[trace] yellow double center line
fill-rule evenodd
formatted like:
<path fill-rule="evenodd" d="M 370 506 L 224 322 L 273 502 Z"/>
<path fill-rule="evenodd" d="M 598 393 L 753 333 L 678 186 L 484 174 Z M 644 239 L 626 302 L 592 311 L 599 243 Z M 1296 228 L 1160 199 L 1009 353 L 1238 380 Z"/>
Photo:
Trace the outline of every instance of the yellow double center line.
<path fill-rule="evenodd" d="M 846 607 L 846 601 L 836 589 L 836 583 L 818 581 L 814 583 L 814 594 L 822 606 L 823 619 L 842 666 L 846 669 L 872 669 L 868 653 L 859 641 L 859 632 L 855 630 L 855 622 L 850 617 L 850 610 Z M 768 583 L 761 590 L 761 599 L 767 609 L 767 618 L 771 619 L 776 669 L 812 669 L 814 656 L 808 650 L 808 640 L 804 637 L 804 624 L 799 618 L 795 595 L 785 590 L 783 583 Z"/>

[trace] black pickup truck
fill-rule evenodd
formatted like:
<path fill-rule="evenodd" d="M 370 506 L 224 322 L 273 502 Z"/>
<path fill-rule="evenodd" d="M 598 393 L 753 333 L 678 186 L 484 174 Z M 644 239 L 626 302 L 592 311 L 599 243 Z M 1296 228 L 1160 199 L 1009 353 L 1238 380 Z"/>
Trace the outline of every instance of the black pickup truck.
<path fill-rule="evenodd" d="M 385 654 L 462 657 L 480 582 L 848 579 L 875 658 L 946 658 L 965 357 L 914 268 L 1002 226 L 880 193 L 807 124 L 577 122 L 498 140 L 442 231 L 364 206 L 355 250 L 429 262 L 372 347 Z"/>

» SHORT PROBLEM
Repeat word for word every line from the one that holds "[trace] black pickup truck" to the end. Both ends count.

» THE RESULT
[trace] black pickup truck
fill-rule evenodd
formatted like:
<path fill-rule="evenodd" d="M 370 506 L 224 322 L 273 502 Z"/>
<path fill-rule="evenodd" d="M 598 393 L 753 333 L 678 186 L 484 174 Z M 644 239 L 626 302 L 592 311 L 599 243 Z M 1296 228 L 1160 199 L 1009 353 L 1238 380 Z"/>
Trace the outline of every instance of the black pickup truck.
<path fill-rule="evenodd" d="M 385 654 L 462 657 L 480 582 L 848 579 L 875 658 L 946 658 L 965 357 L 914 268 L 1002 226 L 880 193 L 807 124 L 577 122 L 498 140 L 442 231 L 364 206 L 355 250 L 429 262 L 372 347 Z"/>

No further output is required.